**Task directions:** Recast every one of the lines below as a JSON list of strings, with one string per line and blank lines omitted.

[Source records]

--- --- ---

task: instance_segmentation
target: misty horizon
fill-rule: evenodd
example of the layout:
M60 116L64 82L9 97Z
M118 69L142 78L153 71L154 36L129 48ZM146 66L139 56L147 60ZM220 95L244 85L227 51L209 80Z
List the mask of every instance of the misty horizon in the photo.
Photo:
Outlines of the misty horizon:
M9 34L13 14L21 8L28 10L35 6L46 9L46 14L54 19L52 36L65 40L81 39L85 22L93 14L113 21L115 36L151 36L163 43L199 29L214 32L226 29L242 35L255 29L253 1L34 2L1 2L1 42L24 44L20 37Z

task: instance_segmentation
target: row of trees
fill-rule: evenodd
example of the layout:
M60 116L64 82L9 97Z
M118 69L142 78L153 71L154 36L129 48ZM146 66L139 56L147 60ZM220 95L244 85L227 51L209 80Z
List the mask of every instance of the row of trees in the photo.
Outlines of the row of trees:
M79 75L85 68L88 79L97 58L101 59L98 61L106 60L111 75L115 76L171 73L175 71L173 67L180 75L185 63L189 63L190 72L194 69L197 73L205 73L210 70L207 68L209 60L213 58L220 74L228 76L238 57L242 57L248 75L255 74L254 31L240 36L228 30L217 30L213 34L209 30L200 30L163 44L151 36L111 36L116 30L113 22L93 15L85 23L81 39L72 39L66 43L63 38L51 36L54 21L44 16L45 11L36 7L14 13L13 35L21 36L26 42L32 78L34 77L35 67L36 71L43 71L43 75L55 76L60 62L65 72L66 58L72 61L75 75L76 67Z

--- --- ---

**Task output:**
[
  "task: instance_segmentation",
  "target: misty horizon",
  "fill-rule: evenodd",
  "example of the layout:",
  "M60 116L64 82L9 97Z",
  "M118 69L142 78L153 71L154 36L129 48ZM146 66L139 56L147 60ZM220 95L244 85L227 51L209 80Z",
  "List the mask of every instance of the misty horizon in the photo.",
  "Photo:",
  "Outlines of the misty horizon:",
  "M9 34L13 14L21 8L28 10L35 6L46 9L46 14L54 19L52 36L65 40L81 39L85 22L93 14L113 21L115 36L151 36L163 43L199 29L214 32L226 29L242 35L255 29L253 1L34 2L1 2L1 42L24 44L20 37Z",
  "task: instance_segmentation",
  "target: row of trees",
  "fill-rule: evenodd",
  "example of the layout:",
  "M60 116L64 82L9 97Z",
  "M118 69L142 78L153 71L154 36L129 48ZM146 66L139 56L147 60ZM220 95L244 85L227 51L209 80Z",
  "List the mask of every instance of the row of trees in the photo.",
  "Outlines of the row of trees:",
  "M79 75L85 68L88 79L97 58L101 59L98 61L106 60L111 75L115 76L171 73L175 71L173 67L180 75L185 63L189 63L190 72L194 69L197 73L205 73L210 70L207 68L209 60L213 58L220 74L228 76L238 57L242 57L248 75L255 74L254 31L240 36L228 30L217 30L213 34L209 30L200 30L163 44L151 36L111 36L116 30L113 22L93 15L85 23L81 39L72 39L66 43L63 38L51 36L54 21L44 16L45 11L36 7L14 13L13 35L21 36L26 42L32 78L34 77L35 67L36 71L43 71L43 75L55 76L60 62L65 72L66 58L72 61L75 75L76 67Z"
]